(Data items)
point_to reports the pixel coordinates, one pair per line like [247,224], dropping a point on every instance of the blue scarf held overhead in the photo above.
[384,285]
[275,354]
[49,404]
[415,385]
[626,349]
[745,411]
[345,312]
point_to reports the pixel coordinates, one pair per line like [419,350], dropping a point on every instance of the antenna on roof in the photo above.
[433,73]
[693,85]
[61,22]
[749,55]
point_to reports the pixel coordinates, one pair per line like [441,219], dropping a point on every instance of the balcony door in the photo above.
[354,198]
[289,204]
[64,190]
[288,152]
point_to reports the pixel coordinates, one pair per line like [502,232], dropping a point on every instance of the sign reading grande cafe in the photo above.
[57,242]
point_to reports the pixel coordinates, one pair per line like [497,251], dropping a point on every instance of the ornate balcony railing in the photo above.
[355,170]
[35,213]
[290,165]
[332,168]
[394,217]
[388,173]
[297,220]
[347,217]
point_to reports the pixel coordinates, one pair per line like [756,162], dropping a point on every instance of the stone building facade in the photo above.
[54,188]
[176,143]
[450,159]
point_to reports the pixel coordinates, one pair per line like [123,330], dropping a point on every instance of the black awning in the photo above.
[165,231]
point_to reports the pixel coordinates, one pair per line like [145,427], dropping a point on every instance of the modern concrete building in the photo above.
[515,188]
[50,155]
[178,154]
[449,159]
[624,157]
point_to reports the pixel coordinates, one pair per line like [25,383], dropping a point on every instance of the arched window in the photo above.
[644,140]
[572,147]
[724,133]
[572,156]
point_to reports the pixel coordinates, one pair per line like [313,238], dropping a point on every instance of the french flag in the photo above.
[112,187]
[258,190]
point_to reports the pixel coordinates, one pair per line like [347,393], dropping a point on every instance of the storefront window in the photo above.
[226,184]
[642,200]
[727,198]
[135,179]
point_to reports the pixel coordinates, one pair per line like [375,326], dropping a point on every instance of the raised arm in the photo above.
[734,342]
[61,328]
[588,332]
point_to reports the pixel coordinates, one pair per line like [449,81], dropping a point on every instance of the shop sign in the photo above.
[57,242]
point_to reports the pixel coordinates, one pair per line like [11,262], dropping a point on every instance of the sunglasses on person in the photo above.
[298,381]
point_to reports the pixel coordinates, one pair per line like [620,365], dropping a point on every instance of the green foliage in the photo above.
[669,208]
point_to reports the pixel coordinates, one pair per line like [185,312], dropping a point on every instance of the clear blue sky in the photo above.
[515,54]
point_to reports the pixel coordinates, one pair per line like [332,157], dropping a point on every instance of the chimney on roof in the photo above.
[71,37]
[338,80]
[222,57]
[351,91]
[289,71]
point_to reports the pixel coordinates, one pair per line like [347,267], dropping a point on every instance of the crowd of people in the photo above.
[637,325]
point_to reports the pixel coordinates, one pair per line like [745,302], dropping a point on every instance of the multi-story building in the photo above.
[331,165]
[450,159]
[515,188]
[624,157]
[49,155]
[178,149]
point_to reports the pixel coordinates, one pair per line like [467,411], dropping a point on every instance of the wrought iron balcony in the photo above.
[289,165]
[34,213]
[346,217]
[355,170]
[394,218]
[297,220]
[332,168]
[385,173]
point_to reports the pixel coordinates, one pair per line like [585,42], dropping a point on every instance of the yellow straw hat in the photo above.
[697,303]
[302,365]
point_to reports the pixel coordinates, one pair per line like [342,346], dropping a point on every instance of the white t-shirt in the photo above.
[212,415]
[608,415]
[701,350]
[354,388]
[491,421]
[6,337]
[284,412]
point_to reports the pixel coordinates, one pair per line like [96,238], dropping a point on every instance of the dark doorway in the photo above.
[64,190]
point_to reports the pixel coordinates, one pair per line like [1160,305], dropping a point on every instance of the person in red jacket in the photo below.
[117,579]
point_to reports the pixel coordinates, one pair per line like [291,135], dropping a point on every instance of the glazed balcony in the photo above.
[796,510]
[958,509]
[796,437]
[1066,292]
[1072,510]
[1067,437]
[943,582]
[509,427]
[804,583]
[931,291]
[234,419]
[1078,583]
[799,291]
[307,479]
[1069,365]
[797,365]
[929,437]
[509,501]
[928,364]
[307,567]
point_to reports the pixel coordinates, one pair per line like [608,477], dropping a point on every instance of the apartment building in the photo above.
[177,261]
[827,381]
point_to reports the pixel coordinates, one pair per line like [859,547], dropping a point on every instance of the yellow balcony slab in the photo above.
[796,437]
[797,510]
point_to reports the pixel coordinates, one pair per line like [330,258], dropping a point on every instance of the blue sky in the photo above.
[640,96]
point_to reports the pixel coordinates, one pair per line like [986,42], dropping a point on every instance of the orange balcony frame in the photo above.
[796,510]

Exercise details –
Write out each entry again, leaving every word as it is.

Task result –
point_to reports the pixel coordinates, one pair per line like [247,224], dropping a point on every instance of the blue scarf held overhead in the photo above.
[384,285]
[275,354]
[49,404]
[415,385]
[626,349]
[745,411]
[345,312]
point_to reports the pixel coordinates, one pair per line like [419,350], dropping a point on every instance of the antenna on roof in the photo above.
[433,73]
[693,85]
[61,22]
[749,55]
point_to reports the pixel coordinates, one pair per line like [441,219], dropping a point on every instance of the balcony door in the photo above.
[354,198]
[289,204]
[64,190]
[288,152]
point_to reports the pixel coordinates, one pair per line like [502,232], dropping a point on every instance of the sign reading grande cafe in the photo above.
[57,242]
point_to reports the pixel coordinates, one pair per line like [497,251], dropping a point on every instance of the ornate balcony railing in the photo above.
[355,170]
[35,213]
[290,165]
[332,168]
[394,217]
[388,173]
[297,220]
[347,217]
point_to reports the pixel coordinates, one pair per line like [756,162], dropping a point on every instance of the stone building facade in the photo above.
[54,188]
[176,143]
[450,159]
point_to reports the pixel coordinates, one pair per line like [123,330], dropping a point on every instance of the black awning in the photo above.
[165,231]
point_to reports the pixel coordinates, one pair per line like [145,427], dropping a point on every instance of the modern concrete building in the photo above.
[515,188]
[50,155]
[178,154]
[449,159]
[624,157]
point_to reports the pixel coordinates, one pair per line like [25,383], dropping a point on every instance of the arched window in the photo above.
[644,140]
[572,147]
[724,133]
[572,156]
point_to reports the pixel coordinates, one pair per line like [313,238], dropping a point on every instance of the french flag in the photo above.
[112,187]
[258,190]
point_to reports the pixel coordinates, one pair per line like [347,393], dropping a point on every instance of the storefront window in the photo above.
[226,184]
[642,200]
[727,198]
[135,179]
point_to reports the pixel coordinates, one pair per line like [375,326], dropping a point on every instance of the raised arm in the photo above.
[734,342]
[61,328]
[588,332]
point_to reports the pixel coordinates, one pair per line like [449,81], dropping a point on every instance of the shop sign in the photo above.
[57,242]
point_to reports the pixel coordinates, one pair per line like [11,262], dropping a point on every instance of the sunglasses on person in the photo above.
[298,381]
point_to reports the pixel coordinates, one pair per line like [620,365], dropping a point on every instance of the green foliage in the photo above.
[669,208]
point_to reports the pixel coordinates, one pair per line like [185,312], dropping a point on every instance of the clear blue sky in the photo above.
[515,54]
point_to reports the pixel coordinates, one pair per line like [332,157], dropping a point on every instance of the chimney on roof in the photo above.
[71,37]
[338,80]
[222,57]
[351,91]
[289,71]
point_to reports the pixel coordinates, one pair per line like [347,267], dropping a point on every instance of the crowd of people in the photo above.
[637,325]
point_to reports the pixel coordinates, one pair per line like [745,302], dropping a point on every instance of the multi-story building in the photo above.
[331,165]
[450,159]
[515,188]
[624,157]
[49,155]
[178,149]
point_to reports the pixel coordinates, one pair per line like [467,411], dropping a point on every instance of the wrought iron balcony in the photo above.
[289,165]
[34,213]
[346,217]
[355,170]
[394,218]
[297,220]
[332,168]
[385,173]
point_to reports the pixel coordinates, one pair per line like [585,42], dropping a point on every instance of the yellow straw hat in the photo above.
[697,303]
[302,365]
point_to reports the pixel coordinates, one pair per line like [342,346], dropping a point on every instance of the white t-shirt in the photo above.
[212,415]
[608,415]
[701,350]
[354,388]
[491,421]
[6,337]
[284,412]
point_to reports the pixel coordinates, one pair per line like [96,238], dropping a point on every instance of the dark doorway in the photo above.
[64,190]
point_to reports the pixel coordinates, one pair per line like [1160,305], dropping a point on every instance of the person in red jacket in the photo below.
[117,579]
point_to reports the pixel coordinates, one pair per line like [291,135], dropping a point on every instance of the glazed balcony in the photo above.
[796,510]
[958,509]
[796,437]
[1066,292]
[1072,510]
[1067,437]
[943,582]
[509,427]
[804,583]
[931,291]
[234,419]
[1078,583]
[799,291]
[307,479]
[1069,365]
[797,365]
[929,437]
[509,501]
[928,364]
[307,567]
point_to reports the pixel coordinates, one pair per line like [608,477], dropping a point on every instance of the apartment building in the photo above.
[177,261]
[827,381]
point_to reports the pixel coordinates, one pair per line like [859,547], dropping a point on every instance of the yellow balcony slab in the photo above.
[796,437]
[797,510]
point_to reports the pixel coordinates, one pair per line like [330,258], dropping a point on every instance of the blue sky in the photo above.
[640,96]
point_to reports the pixel coordinates, one pair per line like [986,42], dropping a point on every instance of the orange balcony frame in the photo above.
[796,510]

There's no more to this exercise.